__EXERCISE DATA__.
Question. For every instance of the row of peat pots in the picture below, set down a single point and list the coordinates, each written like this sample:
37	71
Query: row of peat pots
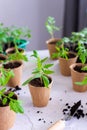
70	67
8	116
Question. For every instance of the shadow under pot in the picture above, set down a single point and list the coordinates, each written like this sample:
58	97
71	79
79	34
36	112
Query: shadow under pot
77	76
16	66
13	50
65	63
51	44
40	94
7	117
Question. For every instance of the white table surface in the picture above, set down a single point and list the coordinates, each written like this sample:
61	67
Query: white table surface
61	93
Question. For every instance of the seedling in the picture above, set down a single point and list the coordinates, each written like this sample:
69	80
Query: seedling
6	98
50	26
16	33
62	41
82	52
17	56
41	71
61	52
3	36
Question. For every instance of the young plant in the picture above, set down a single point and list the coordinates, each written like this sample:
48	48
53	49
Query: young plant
16	33
50	26
17	56
41	71
62	41
3	36
82	52
8	97
84	81
61	52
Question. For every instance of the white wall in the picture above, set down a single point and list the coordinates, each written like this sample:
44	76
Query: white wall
32	13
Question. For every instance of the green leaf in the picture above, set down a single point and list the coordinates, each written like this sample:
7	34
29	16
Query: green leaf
48	71
44	59
46	81
84	68
10	94
34	77
16	106
48	66
84	82
4	101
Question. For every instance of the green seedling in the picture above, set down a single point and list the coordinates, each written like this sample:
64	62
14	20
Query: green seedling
6	98
17	56
61	52
15	105
82	52
41	71
50	26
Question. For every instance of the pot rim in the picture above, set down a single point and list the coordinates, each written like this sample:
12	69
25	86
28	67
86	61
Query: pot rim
43	86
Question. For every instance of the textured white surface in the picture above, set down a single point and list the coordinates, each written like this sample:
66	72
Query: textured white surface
61	93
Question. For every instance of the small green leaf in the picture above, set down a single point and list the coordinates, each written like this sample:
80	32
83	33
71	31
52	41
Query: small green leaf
84	82
45	80
4	101
84	68
48	65
48	71
10	94
43	60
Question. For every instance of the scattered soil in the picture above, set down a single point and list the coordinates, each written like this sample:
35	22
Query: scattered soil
78	69
7	103
12	65
37	83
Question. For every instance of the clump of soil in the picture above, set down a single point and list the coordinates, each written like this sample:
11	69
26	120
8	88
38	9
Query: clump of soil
37	82
78	114
79	69
12	65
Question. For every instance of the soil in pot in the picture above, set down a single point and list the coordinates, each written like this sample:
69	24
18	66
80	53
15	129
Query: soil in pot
2	57
37	82
12	65
65	64
12	50
77	76
7	103
51	44
40	94
79	69
7	116
16	66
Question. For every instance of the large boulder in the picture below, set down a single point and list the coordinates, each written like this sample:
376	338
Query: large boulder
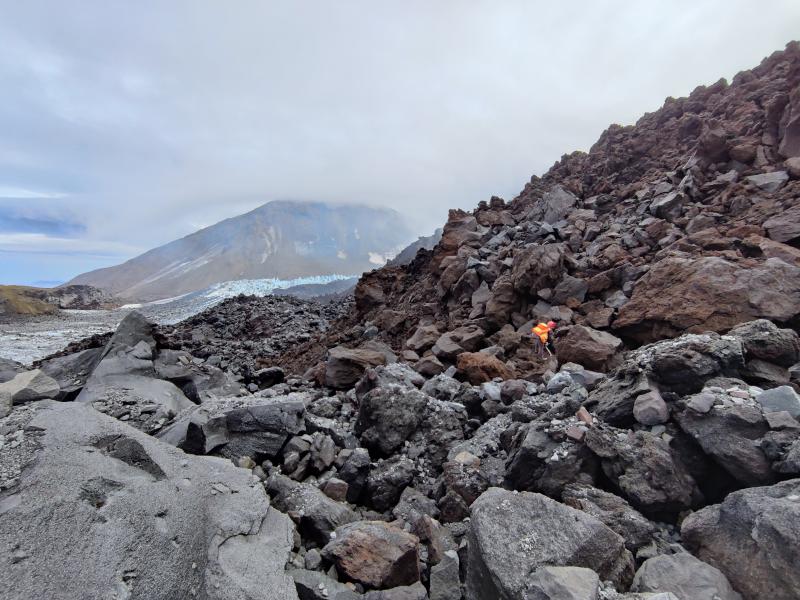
731	435
72	371
26	387
685	576
553	206
387	416
645	470
513	534
103	510
345	366
621	517
681	366
375	554
9	369
763	340
709	294
595	350
753	537
538	266
317	515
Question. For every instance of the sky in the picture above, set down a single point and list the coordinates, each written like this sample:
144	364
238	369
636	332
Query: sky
125	125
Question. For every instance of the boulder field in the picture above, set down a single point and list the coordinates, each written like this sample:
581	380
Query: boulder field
413	445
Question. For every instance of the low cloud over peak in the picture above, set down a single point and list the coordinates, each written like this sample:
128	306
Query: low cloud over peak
128	125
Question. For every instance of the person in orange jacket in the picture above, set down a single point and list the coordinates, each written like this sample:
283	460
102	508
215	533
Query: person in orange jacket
542	331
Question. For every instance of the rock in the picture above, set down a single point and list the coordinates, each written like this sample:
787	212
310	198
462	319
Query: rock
650	409
553	206
569	287
26	387
125	499
563	583
269	376
132	330
387	416
513	534
429	366
668	206
403	592
387	481
424	338
782	398
793	166
764	374
446	348
9	369
613	511
477	367
753	538
643	467
537	267
71	371
685	576
769	182
765	341
530	465
345	366
315	514
336	489
709	294
589	347
313	585
501	303
731	436
784	226
375	554
444	578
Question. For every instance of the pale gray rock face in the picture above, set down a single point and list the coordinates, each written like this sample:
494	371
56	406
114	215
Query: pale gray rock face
25	387
513	534
685	576
105	511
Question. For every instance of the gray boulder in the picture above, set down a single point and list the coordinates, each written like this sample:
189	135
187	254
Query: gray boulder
316	515
513	534
685	576
731	435
782	398
753	537
148	521
9	369
345	366
563	583
26	387
764	340
613	511
645	470
72	371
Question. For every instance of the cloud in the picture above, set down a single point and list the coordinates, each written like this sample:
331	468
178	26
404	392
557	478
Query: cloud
139	122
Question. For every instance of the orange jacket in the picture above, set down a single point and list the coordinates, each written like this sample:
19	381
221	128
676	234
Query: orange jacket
542	331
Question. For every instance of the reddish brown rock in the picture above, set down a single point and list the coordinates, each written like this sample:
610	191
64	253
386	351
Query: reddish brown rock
709	294
375	554
478	367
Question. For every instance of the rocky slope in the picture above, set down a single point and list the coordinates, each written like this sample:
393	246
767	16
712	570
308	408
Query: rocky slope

__YOUR GOAL__.
The expected answer holds each line from the listing above where the string "slope" is present.

__RESULT FOR THIS TASK__.
Question. For every instance of the rocky slope in the picture above, set down a single point and list the coordinates, each written like this sample:
Query: rocky slope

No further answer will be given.